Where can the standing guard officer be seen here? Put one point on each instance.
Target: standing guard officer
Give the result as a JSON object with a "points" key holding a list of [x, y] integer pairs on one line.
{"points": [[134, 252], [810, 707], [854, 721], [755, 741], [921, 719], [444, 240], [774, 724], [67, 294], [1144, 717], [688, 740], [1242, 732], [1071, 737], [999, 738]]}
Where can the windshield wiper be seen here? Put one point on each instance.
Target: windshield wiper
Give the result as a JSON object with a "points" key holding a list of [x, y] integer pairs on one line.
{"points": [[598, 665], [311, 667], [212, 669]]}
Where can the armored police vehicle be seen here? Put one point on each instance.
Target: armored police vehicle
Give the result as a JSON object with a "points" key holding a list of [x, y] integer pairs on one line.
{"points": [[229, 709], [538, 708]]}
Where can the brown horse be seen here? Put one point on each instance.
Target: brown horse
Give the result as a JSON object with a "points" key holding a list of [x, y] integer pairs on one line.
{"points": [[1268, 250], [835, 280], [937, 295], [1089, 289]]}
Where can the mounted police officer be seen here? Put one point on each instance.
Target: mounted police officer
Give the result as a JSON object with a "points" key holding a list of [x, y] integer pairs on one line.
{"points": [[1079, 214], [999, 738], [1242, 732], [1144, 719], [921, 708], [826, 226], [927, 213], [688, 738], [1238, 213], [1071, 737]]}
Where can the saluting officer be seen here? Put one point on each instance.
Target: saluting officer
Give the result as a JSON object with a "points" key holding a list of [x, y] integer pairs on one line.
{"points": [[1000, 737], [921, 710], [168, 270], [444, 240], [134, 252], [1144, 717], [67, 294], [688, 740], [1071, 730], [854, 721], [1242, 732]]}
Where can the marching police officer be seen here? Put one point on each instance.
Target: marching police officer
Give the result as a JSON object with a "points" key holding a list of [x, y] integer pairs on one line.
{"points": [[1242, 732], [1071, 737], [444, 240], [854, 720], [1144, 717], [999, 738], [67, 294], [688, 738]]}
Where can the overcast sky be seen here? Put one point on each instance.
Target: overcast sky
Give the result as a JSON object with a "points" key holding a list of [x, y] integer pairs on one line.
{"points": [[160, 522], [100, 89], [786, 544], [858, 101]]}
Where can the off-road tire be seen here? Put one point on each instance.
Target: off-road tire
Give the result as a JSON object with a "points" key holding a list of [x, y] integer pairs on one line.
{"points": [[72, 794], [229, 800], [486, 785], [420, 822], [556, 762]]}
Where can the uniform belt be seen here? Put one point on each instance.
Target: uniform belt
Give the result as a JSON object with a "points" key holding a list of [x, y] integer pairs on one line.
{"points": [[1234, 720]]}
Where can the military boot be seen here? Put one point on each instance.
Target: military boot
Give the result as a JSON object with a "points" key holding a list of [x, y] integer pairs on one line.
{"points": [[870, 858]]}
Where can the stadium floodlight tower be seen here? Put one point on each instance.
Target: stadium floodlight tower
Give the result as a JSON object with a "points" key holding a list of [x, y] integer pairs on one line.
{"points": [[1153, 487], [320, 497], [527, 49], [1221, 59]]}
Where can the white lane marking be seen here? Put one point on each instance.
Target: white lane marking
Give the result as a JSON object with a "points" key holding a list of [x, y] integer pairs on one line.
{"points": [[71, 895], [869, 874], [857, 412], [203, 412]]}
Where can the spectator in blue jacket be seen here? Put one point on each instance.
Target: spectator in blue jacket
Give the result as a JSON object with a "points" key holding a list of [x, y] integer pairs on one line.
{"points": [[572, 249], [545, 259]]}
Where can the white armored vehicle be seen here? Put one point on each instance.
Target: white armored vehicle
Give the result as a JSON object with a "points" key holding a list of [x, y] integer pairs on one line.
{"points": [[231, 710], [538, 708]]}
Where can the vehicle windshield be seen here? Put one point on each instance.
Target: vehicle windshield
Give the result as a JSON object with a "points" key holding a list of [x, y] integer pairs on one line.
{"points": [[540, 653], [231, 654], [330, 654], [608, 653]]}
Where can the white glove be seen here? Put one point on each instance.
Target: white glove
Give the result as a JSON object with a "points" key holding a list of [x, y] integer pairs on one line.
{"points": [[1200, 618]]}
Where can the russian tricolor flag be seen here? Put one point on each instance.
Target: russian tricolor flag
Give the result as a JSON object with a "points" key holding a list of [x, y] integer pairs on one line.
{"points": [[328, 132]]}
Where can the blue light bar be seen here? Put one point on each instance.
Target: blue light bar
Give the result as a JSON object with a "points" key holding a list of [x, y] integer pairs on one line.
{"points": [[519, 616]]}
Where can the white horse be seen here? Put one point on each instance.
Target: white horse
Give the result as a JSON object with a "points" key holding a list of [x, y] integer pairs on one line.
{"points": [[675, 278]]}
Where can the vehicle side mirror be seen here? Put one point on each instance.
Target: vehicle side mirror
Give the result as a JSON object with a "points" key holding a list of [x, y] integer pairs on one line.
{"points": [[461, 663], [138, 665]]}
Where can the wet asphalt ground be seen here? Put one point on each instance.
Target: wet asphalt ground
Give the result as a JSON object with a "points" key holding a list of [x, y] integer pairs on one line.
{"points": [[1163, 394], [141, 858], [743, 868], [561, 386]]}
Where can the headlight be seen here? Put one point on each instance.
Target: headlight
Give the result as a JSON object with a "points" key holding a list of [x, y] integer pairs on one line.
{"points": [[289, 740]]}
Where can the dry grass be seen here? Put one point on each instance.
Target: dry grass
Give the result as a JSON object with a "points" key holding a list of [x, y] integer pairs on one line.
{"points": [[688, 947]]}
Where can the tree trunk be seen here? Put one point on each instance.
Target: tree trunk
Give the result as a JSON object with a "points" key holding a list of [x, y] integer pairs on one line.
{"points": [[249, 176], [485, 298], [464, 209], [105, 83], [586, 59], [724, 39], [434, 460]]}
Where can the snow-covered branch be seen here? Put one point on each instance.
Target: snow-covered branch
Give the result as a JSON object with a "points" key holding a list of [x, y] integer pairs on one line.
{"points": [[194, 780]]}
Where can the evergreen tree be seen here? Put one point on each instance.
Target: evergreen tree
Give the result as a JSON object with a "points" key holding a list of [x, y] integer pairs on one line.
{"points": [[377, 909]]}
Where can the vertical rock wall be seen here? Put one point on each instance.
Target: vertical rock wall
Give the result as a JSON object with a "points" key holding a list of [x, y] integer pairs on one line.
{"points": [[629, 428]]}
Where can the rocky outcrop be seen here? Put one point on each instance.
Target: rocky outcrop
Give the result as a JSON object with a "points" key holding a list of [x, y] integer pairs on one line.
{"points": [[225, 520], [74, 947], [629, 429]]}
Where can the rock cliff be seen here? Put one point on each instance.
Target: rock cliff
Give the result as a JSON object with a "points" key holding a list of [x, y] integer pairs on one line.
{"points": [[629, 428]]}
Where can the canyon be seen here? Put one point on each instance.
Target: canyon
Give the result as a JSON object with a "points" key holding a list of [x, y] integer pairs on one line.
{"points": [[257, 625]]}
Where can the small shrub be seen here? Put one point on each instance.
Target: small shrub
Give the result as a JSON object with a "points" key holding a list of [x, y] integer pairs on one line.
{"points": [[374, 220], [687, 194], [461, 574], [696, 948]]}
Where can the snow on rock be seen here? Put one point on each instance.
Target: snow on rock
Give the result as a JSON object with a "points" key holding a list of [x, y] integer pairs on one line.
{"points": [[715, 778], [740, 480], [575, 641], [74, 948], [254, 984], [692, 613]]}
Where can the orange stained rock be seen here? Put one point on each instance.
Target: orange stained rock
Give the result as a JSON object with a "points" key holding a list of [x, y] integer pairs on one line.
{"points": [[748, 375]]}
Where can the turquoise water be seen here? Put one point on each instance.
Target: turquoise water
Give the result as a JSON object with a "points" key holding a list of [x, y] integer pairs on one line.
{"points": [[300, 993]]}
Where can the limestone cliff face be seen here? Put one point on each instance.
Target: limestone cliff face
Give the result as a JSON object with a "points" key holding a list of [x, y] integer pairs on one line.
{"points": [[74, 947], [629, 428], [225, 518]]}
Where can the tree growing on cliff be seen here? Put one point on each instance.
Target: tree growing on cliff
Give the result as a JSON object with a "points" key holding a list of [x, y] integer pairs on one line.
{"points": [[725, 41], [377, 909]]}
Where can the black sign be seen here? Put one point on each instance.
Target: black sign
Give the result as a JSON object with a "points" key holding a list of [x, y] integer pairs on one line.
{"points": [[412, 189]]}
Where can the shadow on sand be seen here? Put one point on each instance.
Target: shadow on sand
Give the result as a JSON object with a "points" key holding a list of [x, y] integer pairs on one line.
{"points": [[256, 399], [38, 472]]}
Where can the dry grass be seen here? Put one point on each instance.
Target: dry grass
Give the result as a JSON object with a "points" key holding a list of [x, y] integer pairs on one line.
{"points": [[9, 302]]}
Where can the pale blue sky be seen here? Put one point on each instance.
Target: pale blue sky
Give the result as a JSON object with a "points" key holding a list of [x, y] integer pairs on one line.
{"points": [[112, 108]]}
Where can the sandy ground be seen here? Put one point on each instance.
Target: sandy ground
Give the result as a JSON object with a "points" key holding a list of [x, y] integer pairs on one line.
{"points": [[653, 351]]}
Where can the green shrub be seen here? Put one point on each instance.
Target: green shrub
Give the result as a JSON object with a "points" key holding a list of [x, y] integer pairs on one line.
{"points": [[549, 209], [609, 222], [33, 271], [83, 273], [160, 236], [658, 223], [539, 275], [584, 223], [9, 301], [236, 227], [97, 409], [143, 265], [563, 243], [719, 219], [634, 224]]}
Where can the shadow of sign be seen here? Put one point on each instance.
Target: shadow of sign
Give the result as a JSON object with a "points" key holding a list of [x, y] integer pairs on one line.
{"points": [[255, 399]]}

----------

** Requirement **
The answer should be a number alone: how many lines of the entries hold the word "rocky"?

** Output **
2